→ BRIEF: Output every one of these lines again, character for character, with nothing changed.

[Stored data entries]

==============================

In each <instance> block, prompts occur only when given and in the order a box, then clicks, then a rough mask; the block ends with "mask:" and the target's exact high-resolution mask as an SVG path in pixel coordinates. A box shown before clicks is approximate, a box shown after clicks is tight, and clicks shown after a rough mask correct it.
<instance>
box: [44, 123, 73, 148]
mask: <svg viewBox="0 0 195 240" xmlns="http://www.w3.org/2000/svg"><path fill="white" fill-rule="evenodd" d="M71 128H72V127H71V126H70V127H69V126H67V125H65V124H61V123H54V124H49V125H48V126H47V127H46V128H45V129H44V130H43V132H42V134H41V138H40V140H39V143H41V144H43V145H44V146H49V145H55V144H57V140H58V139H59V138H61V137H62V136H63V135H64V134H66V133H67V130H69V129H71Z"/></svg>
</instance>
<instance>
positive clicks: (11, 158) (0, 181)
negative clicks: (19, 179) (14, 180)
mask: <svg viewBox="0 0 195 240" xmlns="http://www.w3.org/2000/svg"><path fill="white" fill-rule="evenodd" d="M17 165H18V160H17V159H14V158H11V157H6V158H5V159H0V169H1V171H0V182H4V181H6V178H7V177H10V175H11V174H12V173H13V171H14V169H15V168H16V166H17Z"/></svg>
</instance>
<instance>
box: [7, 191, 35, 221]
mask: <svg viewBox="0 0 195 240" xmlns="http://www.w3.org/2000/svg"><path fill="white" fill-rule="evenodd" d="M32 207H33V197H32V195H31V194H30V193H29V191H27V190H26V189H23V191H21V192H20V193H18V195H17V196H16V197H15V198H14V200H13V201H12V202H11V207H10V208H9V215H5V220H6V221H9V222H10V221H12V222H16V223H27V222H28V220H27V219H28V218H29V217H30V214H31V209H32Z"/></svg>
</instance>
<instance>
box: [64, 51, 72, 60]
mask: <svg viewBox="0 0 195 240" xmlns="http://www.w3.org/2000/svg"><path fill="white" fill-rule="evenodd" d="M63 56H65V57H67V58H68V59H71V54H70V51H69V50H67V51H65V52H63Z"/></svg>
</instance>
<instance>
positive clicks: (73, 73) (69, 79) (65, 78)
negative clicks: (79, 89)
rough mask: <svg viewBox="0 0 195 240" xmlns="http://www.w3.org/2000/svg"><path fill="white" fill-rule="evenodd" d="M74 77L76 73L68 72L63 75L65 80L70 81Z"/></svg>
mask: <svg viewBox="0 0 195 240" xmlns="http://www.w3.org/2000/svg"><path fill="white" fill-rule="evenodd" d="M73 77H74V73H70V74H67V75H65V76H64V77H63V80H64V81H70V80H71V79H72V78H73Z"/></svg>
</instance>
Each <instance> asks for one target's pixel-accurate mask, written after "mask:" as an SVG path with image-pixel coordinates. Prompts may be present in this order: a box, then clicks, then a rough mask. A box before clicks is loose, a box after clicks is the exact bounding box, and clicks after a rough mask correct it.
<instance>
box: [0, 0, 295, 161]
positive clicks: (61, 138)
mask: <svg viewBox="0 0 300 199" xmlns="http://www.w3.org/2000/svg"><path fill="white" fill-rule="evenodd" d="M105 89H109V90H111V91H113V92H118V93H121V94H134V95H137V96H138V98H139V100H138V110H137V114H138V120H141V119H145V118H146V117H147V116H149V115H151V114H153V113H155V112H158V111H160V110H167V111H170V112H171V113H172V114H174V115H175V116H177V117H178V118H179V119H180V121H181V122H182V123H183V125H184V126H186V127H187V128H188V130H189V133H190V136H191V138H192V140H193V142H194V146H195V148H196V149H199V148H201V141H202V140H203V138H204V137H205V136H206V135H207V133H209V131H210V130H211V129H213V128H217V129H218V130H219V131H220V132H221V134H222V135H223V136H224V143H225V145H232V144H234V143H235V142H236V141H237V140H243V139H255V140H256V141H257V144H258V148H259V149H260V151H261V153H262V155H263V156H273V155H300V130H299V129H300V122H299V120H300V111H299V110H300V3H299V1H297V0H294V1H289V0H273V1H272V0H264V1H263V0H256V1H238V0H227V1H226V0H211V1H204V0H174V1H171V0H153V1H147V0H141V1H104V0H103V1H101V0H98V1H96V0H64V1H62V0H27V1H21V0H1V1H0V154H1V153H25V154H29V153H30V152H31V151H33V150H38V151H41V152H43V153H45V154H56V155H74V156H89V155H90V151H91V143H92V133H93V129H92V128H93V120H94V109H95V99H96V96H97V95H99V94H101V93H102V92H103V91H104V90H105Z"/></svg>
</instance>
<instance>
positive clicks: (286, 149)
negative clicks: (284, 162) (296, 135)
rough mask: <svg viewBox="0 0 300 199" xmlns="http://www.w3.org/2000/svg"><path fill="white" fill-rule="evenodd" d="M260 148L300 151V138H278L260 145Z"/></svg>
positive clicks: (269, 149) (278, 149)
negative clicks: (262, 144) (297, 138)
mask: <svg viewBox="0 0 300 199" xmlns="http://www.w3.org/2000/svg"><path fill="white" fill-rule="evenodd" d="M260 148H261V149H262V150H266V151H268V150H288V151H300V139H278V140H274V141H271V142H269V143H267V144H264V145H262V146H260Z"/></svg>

==============================

→ EXERCISE ANSWER:
In each <instance> block, prompts occur only when given and in the order a box, then clicks, then a rough mask; the block ends with "mask:" and the target's exact high-resolution mask as an SVG path in pixel coordinates. A box shown before clicks is approximate, a box shown after clicks is tight, and clicks shown after a rough mask correct it.
<instance>
box: [44, 123, 73, 148]
mask: <svg viewBox="0 0 195 240" xmlns="http://www.w3.org/2000/svg"><path fill="white" fill-rule="evenodd" d="M71 128H72V127H71V126H70V127H69V126H67V125H65V124H61V123H54V124H49V125H48V126H47V127H46V128H45V129H44V130H43V132H42V134H41V138H40V140H39V143H41V144H43V145H44V146H49V145H55V144H57V140H58V139H59V138H61V137H62V136H63V135H64V134H66V133H67V130H69V129H71Z"/></svg>
</instance>
<instance>
positive clicks: (11, 158) (0, 181)
negative clicks: (19, 179) (14, 180)
mask: <svg viewBox="0 0 195 240" xmlns="http://www.w3.org/2000/svg"><path fill="white" fill-rule="evenodd" d="M17 165H18V160H17V159H14V158H11V157H6V158H5V159H0V169H1V171H0V182H4V181H6V178H7V177H10V175H11V174H12V173H13V171H14V169H15V168H16V166H17Z"/></svg>
</instance>
<instance>
box: [7, 191, 35, 221]
mask: <svg viewBox="0 0 195 240" xmlns="http://www.w3.org/2000/svg"><path fill="white" fill-rule="evenodd" d="M32 207H33V197H32V195H31V194H30V193H29V191H27V190H26V189H23V191H21V192H20V193H18V195H17V196H16V197H15V198H14V200H13V201H12V202H11V207H10V208H9V215H5V220H6V221H9V222H10V221H12V222H16V223H27V222H28V220H27V219H28V218H29V217H30V214H31V209H32Z"/></svg>
</instance>
<instance>
box: [64, 51, 72, 60]
mask: <svg viewBox="0 0 195 240" xmlns="http://www.w3.org/2000/svg"><path fill="white" fill-rule="evenodd" d="M63 56H65V57H67V58H68V59H71V54H70V51H69V50H67V51H65V52H63Z"/></svg>
</instance>
<instance>
positive clicks: (73, 73) (69, 79) (65, 78)
negative clicks: (79, 89)
rough mask: <svg viewBox="0 0 195 240" xmlns="http://www.w3.org/2000/svg"><path fill="white" fill-rule="evenodd" d="M74 77L76 73L68 72L63 75L65 80L70 81Z"/></svg>
mask: <svg viewBox="0 0 195 240" xmlns="http://www.w3.org/2000/svg"><path fill="white" fill-rule="evenodd" d="M73 77H74V73H70V74H67V75H65V76H64V77H63V80H64V81H70V80H71V79H72V78H73Z"/></svg>
</instance>
Each <instance> asks for one target's pixel-accurate mask, written after "mask:" as an SVG path with image-pixel coordinates. Prompts may be present in this order: a box, then clicks, then a rough mask. A box before clicks is loose, a box after clicks is the exact bounding box, and clicks after a rough mask correct it.
<instance>
box: [0, 0, 295, 161]
positive clicks: (61, 138)
mask: <svg viewBox="0 0 300 199" xmlns="http://www.w3.org/2000/svg"><path fill="white" fill-rule="evenodd" d="M105 89H109V90H111V91H113V92H118V93H121V94H134V95H137V96H138V98H139V100H138V110H137V114H138V120H141V119H145V118H146V117H147V116H149V115H151V114H153V113H155V112H158V111H160V110H167V111H170V112H171V113H172V114H174V115H175V116H177V117H178V118H179V119H180V121H181V122H182V123H183V125H184V126H186V127H187V128H188V130H189V133H190V136H191V138H192V140H193V142H194V146H195V148H196V149H199V148H201V141H202V140H203V138H204V137H205V136H206V135H207V133H209V131H210V130H211V129H213V128H217V129H218V130H219V131H220V132H221V134H222V135H223V136H224V143H225V145H232V144H234V143H235V142H236V141H237V140H243V139H255V140H256V141H257V144H258V148H259V149H260V151H261V153H262V155H263V156H273V155H300V130H299V129H300V122H299V120H300V111H299V110H300V3H299V1H297V0H294V1H289V0H273V1H272V0H264V1H263V0H256V1H238V0H227V1H226V0H211V1H204V0H174V1H171V0H153V1H147V0H141V1H104V0H103V1H101V0H98V1H96V0H64V1H62V0H27V1H21V0H1V1H0V154H1V153H25V154H29V153H30V152H31V151H33V150H38V151H41V152H43V153H45V154H56V155H74V156H89V155H90V151H91V143H92V133H93V129H92V128H93V120H94V109H95V99H96V96H97V95H99V94H101V93H102V92H103V91H104V90H105Z"/></svg>
</instance>
<instance>
positive clicks: (286, 149)
negative clicks: (284, 162) (296, 135)
rough mask: <svg viewBox="0 0 300 199" xmlns="http://www.w3.org/2000/svg"><path fill="white" fill-rule="evenodd" d="M260 148L300 151V138H278L260 145Z"/></svg>
positive clicks: (269, 149) (278, 149)
negative clicks: (262, 144) (297, 138)
mask: <svg viewBox="0 0 300 199" xmlns="http://www.w3.org/2000/svg"><path fill="white" fill-rule="evenodd" d="M260 148H261V149H262V150H266V151H268V150H288V151H300V139H278V140H274V141H271V142H269V143H267V144H264V145H262V146H260Z"/></svg>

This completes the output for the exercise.